Your goal
In the text about adoption, how soon after the author's phone call did the meeting with the couple take place?

12 New Things I’ve Learned About Adoption

A few weeks ago, in a past post, I mentioned that we were going to meet with a local couple who have adopted 2 children. Well, we finally met with them. Our connection to them is slightly removed – a friend of my husband’s sister and brother-in-law, whom we have never met before.

I’m never a person to be shy of making a cold call or striking up a conversation with someone I have never met before. I do it for work all the time, and I do it in social settings as well. But, I guess in this circumstance I was nervous. I felt like I was invading into a stranger’s life in a very personal manner. This isn’t just a “are you enjoying the beautiful weather we have” kinda conversation. This is such a personal topic, and such an intrusion. The irony of this, is that I had been annoyed with my husband for not speaking with his friend sooner to get there contact information, and then when I volunteered to contact her, it took me a few weeks to work up the nerve. I guess, I now understand my husband’s hesitation earlier on – funny how that one came full circle and I realize that he just needed the time to have the conversation with his friend.

First, I need to state that we truly valued the time that this couple took to meet with us. I called her, and less then 24 hours later we were meting with them. They invited us into their home; shared their story; experiences and initial fears with us; introduced us to one of their children (the other one was already in bed for the night); lent us a few must read books on adoption; shared the letter they wrote to prospective birth parents with us; and, answered any questions we had. It was a phenomenal experience for us, and we are so grateful for the honesty and support we felt when we were with them.

Anyways, here is the very basics (and only the basics, as it’s not my place to share) of what we learned about there journey:

  • Both of their children are adopted through domestic open adoptions.
  • They both still volunteer with the adoption agency, and strongly recommend them.
  • They went through infertility struggles including multiple failed IVF treatments before they chose to adopt.
  • Both children are healthy.
  • Their children are inter-racial.

And here are my 12 key take-a-ways:

  1. Not all adoptions are horrible. The horrible stories seem to get all the press, but there are countless stories of healthy/happy adoptions, you might just need to put in a bit more effort to search them out. And, if I ever need a reminder of a happy story, they are the family to think about (as are some of the stories I’ve heard about in the blogging world, but real life people that I’ve met are a bit easier to conceptualize).
  2. If you adopt children of a different race, be prepared for random comments from complete strangers – grocery stores are the worst. Some are rude, some are inappropriate, but most come from an innocent curiosity and most people mean well.
  3. Mothers of adopted children are faced with more questions than fathers.
  4. The adoption agency and birth parents will know more personal details about your life then your own parents. Be prepared to share everything, even the most personal details.
  5. Most people who adopt have gone through some sort of infertility journey. Most people don’t expect to be in the position where they are considering adoption and have a lot of fears. And this is okay.
  6. The comment that stuck with me the most is “once we decided to adopt, it’s the first time we had hope that we would have a family.”
  7. We have a recommended adoption agency to speak with if we choose to. This was really important to me, because if we choose adoption, I want to use an agency that has been a positive experience for others and somehow a personal reference means a lot more than an online testimony. It’s not quite like car shopping where you go to multiple dealerships and pick your favourite – it’s kinda a much bigger decision then that.

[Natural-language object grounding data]

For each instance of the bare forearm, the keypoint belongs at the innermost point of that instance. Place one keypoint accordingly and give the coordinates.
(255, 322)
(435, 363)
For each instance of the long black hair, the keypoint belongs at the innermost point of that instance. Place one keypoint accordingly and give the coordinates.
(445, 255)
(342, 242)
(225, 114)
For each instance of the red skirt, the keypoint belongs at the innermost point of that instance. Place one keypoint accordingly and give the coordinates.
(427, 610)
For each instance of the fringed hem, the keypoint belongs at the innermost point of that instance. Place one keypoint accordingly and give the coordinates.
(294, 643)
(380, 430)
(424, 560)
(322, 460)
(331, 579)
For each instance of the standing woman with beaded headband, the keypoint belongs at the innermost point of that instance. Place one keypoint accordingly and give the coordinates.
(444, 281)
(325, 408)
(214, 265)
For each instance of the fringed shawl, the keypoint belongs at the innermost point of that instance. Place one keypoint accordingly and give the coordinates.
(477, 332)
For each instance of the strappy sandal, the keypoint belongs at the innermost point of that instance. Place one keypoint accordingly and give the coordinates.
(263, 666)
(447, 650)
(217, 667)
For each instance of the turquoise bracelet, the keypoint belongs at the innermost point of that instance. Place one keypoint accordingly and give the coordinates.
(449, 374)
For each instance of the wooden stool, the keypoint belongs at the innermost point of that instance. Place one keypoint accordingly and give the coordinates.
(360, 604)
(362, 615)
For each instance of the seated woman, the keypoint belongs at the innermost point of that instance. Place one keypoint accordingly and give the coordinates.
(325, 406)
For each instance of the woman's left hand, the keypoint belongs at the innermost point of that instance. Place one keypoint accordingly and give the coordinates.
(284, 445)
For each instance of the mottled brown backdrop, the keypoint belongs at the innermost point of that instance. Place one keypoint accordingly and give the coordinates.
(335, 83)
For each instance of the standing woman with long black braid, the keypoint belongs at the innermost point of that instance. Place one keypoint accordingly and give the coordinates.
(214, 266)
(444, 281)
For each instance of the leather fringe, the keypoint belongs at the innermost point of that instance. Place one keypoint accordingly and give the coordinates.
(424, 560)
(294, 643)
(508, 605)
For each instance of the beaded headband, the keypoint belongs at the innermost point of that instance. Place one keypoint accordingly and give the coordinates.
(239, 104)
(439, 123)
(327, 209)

Solution
Less than 24 hours later.